**What needs to be done:**
When you write out the records, keep every line exactly as it is.

——

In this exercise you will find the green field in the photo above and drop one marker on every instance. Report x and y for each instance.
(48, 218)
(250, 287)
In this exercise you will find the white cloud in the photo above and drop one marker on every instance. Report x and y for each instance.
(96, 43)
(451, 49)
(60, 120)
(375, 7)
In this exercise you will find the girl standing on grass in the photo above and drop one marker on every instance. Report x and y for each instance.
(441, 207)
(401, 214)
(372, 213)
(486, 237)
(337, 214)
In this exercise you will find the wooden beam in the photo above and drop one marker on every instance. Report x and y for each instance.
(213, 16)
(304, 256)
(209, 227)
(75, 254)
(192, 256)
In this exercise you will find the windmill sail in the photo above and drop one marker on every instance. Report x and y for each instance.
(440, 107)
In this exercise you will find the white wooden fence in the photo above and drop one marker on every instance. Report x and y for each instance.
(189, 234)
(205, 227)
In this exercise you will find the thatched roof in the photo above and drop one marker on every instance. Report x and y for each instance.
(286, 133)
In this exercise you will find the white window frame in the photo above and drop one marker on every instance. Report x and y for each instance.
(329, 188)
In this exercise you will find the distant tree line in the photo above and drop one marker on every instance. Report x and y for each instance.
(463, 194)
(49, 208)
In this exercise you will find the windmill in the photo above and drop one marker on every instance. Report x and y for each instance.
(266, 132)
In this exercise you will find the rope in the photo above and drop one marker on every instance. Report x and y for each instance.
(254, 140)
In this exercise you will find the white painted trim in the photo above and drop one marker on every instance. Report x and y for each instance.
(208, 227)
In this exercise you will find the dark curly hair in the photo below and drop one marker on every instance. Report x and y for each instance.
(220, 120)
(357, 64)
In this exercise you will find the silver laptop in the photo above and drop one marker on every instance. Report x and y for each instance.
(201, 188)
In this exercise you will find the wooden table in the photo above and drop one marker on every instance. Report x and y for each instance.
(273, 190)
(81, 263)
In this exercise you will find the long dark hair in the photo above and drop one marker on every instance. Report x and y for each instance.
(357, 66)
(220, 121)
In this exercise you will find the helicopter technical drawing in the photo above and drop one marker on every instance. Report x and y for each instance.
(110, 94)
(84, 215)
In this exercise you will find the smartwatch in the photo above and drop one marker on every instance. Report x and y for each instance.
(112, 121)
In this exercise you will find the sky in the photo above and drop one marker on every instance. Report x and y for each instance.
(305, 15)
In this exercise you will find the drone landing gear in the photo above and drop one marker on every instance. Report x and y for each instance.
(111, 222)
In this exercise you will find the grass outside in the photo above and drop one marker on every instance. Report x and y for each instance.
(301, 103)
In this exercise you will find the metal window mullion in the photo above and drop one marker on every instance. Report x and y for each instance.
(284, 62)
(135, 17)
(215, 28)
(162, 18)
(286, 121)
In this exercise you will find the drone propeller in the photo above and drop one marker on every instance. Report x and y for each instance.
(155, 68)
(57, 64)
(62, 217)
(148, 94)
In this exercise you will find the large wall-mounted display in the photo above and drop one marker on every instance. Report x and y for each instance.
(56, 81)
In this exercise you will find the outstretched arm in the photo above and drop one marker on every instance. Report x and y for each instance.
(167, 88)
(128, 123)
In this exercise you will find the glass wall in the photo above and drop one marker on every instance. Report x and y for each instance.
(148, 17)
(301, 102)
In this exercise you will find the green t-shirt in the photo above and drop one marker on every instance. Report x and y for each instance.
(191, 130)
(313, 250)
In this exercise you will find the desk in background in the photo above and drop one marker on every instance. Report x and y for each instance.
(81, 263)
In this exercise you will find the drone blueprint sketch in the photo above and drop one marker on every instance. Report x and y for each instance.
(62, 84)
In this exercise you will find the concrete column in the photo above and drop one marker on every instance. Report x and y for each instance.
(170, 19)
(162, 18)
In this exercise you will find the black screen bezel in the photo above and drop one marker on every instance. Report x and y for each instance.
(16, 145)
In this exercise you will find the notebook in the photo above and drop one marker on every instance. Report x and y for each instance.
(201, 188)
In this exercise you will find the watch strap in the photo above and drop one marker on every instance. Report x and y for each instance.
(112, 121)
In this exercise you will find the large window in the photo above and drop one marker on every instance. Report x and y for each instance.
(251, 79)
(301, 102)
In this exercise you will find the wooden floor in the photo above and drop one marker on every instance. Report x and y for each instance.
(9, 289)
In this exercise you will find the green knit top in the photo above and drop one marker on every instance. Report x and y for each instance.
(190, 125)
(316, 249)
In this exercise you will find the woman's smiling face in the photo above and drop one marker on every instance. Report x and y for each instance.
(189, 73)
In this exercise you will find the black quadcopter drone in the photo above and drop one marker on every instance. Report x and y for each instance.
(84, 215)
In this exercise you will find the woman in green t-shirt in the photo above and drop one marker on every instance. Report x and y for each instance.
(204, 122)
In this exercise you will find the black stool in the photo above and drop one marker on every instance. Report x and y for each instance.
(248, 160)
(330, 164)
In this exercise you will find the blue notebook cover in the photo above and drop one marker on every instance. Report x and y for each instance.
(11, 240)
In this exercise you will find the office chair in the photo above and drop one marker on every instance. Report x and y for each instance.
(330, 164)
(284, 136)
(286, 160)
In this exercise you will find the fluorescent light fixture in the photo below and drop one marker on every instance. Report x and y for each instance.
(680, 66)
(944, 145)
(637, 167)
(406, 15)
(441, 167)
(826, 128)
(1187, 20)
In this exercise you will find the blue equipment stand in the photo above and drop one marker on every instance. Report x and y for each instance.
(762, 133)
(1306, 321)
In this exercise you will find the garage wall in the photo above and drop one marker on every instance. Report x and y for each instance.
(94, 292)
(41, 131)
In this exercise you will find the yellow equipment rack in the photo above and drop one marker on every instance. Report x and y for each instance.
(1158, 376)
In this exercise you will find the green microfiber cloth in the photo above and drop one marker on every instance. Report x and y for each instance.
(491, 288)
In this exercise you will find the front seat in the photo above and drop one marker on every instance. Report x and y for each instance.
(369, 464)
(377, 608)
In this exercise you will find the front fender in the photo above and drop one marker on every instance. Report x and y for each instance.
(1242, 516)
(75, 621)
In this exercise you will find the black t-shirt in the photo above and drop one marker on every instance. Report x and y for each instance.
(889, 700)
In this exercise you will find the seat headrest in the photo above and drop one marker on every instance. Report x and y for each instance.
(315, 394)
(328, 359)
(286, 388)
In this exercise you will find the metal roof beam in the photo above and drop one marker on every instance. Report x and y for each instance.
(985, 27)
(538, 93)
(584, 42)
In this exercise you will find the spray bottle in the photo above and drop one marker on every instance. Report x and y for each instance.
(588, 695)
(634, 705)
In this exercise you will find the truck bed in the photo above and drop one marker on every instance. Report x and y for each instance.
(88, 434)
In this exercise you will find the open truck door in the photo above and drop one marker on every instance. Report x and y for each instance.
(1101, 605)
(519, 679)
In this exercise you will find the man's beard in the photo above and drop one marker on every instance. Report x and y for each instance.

——

**Task response:**
In this exercise you will find the green field in the photo above and drop one marker on every instance. Report x and y for each instance.
(48, 218)
(250, 287)
In this exercise you will find the white cloud in the photo above and drop one marker on every instance. Report x and y for each instance.
(96, 43)
(451, 49)
(60, 120)
(375, 7)
In this exercise you will find the girl standing on grass in the photo above and drop one marker on every instance. Report x and y for each instance.
(441, 207)
(401, 214)
(372, 213)
(486, 237)
(337, 214)
In this exercise you will find the wooden beam in the photo above and drop one marker on every instance. Report x and y for each instance.
(213, 16)
(304, 256)
(209, 227)
(75, 254)
(192, 256)
In this exercise you will find the windmill sail in the photo above and drop one marker on every instance. Report x and y for each instance.
(440, 107)
In this exercise you will find the white wooden fence in the photo above and drop one marker on every instance. Report x and y for each instance.
(189, 234)
(205, 227)
In this exercise you will find the thatched roof in the photo above and drop one marker on every instance. Report x and y for each instance.
(286, 133)
In this exercise you will find the white window frame in the photo above and drop one marker on every instance. Report x and y for each instance.
(329, 188)
In this exercise you will find the distant tree line in the photo above and drop one marker on every instance. Report x and y for each instance.
(463, 194)
(49, 208)
In this exercise you will find the windmill in the photo above and drop one marker on every instance. Report x and y for each instance.
(266, 132)
In this exercise you will find the rope in the photo above and drop one marker on every instance. Report x and y for each instance.
(254, 140)
In this exercise you will find the white painted trim in the photo above and drop one marker on every instance. Report x and y for each instance.
(208, 227)
In this exercise you will find the dark curly hair in the photo below and drop one marker on every instance. Report x and y for each instance.
(220, 120)
(357, 64)
In this exercise you will find the silver laptop in the photo above and drop one marker on every instance. Report x and y for each instance.
(201, 188)
In this exercise you will find the wooden table in the photo above and drop one marker on every instance. Report x and y for each instance.
(273, 190)
(81, 263)
In this exercise you will find the long dark hair in the photo above and drop one marker on every instance. Report x and y for each instance.
(357, 66)
(220, 121)
In this exercise you will find the helicopter technical drawing in the photo above and drop one marker on every instance. Report x and y for each instance.
(110, 94)
(84, 215)
In this exercise you will find the smartwatch in the photo above and drop one marker on every instance. Report x and y for each instance.
(112, 121)
In this exercise you will find the sky in the photo above and drop one marker on every instance. Report x and y for each instance.
(305, 15)
In this exercise you will find the drone landing gear in the photo above and drop one marker on every instance. Report x and y for each instance.
(111, 222)
In this exercise you will find the grass outside in the photo above and drop one marker on every instance. Report x and y for each instance.
(301, 103)
In this exercise you will find the metal window mullion in the photo above and drop one marker on every instance. Report x and y for each instance.
(284, 62)
(135, 17)
(215, 28)
(162, 18)
(286, 121)
In this exercise you will find the drone propeller in the photo above and drop one marker on every instance. Report x and y for each instance.
(155, 68)
(57, 64)
(62, 217)
(148, 94)
In this exercise you will find the large wall-mounted display in the photo above and drop one marker on every instance. Report x and y for each instance.
(56, 81)
In this exercise you will find the outstretched arm in the photo above and drop one marker on every instance. Report x and y for each instance.
(167, 88)
(128, 123)
In this exercise you will find the glass wall in the photo above and drop one marker on every instance. Report x and y for each instance.
(148, 17)
(301, 102)
In this exercise you will find the green t-shirt in the photo above and drop one marker on every instance. Report x and y for each instance.
(191, 130)
(313, 250)
In this exercise you will find the desk in background in the photo above and drop one marker on every instance. Report x and y for each instance.
(81, 263)
In this exercise you will find the drone blueprint sketch in the photo above and drop one marker on every instance. Report x and y for each instance.
(62, 84)
In this exercise you will find the concrete column in the photo above and drop one marker on every instance. Report x and y for each instance.
(170, 19)
(162, 18)
In this exercise you will find the black screen bezel in the photo above and drop one marker on every instance. Report x and y for each instance.
(16, 145)
In this exercise you will find the notebook in the photo above and drop one marker on every instance. Report x and y for each instance.
(201, 188)
In this exercise you will find the watch strap in the photo above and drop one marker on every instance. Report x and y for each instance.
(112, 121)
In this exercise you will find the large window in the photo above and drop one marker on every instance. Report x and y for each instance.
(251, 79)
(301, 102)
In this exercise you will find the wooden floor in the photo above and drop one marker on every instance. Report x and y for each instance.
(9, 289)
In this exercise you will find the green knit top in the photo above and drop one marker on every instance. Report x and y for each instance.
(190, 125)
(316, 249)
In this exercise you will find the woman's smiling face in the photo above and drop one marker on every instance. Report x and y for each instance.
(189, 73)
In this exercise you will find the black quadcopter drone in the photo above and drop one marker on every instance. Report x and y for each instance.
(84, 215)
In this exercise you will find the woman in green t-shirt in the photo above and drop one marker on every instance. Report x and y for each instance.
(204, 122)
In this exercise you will find the black stool in the photo above and drop one marker on every instance. Report x and y for each instance.
(248, 160)
(330, 164)
In this exercise you will find the blue notebook cover in the photo above and drop one marker on every instance. Report x and y for each instance.
(11, 240)
In this exercise you will find the office chair in the photo above and drop one marker on every instance. Report x and y for each instance.
(330, 164)
(284, 136)
(286, 160)
In this exercise you will find the fluorescent light fixture in the photo below and drop one marker on every instance. Report x and y for each instance.
(680, 66)
(944, 145)
(637, 167)
(406, 15)
(441, 167)
(826, 128)
(1187, 20)
In this exercise you will find the blue equipment stand in the photo above and drop one marker on every instance. Report x and y for each instance.
(762, 133)
(1306, 321)
In this exercise you will find the garage wall in the photo above and drop one marker on every instance. Report x and y for each instance.
(94, 292)
(41, 131)
In this exercise you will find the yellow equipment rack in the photo above and drop one marker on every instance. Report x and y for each instance.
(1158, 376)
In this exercise you will find the green microfiber cloth in the photo above and drop one marker on every instance. Report x and y for each instance.
(491, 288)
In this exercise you will find the front seat in the photo above and drop one marker on every instance. Report x and y for each instance.
(369, 464)
(377, 608)
In this exercise you will find the front fender in the photo above and drop one marker on every instance. Report x and y for each instance.
(1242, 516)
(75, 621)
In this exercise you will find the black t-shirt in the photo above and drop one marker on every instance. Report x and y for each instance.
(889, 700)
In this exercise you will find the seat headrest in the photo above and drop one marker on every instance. Report x and y for each instance.
(315, 394)
(328, 359)
(286, 388)
In this exercise you will find the metal roof beam in the photo above and drop one marker on every instance. Report x and y for each instance.
(985, 27)
(538, 93)
(584, 42)
In this exercise you will find the spray bottle in the photo above and drop one marker on every instance. Report x and y for each instance.
(588, 695)
(634, 705)
In this exercise you will find the truck bed in the photo above and drop one marker on every instance. Report x and y for each instance.
(88, 434)
In this exercise you will find the open truck door in the photo above and drop one marker on every instance. Report x and y for each instance.
(1101, 605)
(519, 679)
In this exercise you will find the man's beard in the photo above and drop one marker on every instance. Report x and y for each instance.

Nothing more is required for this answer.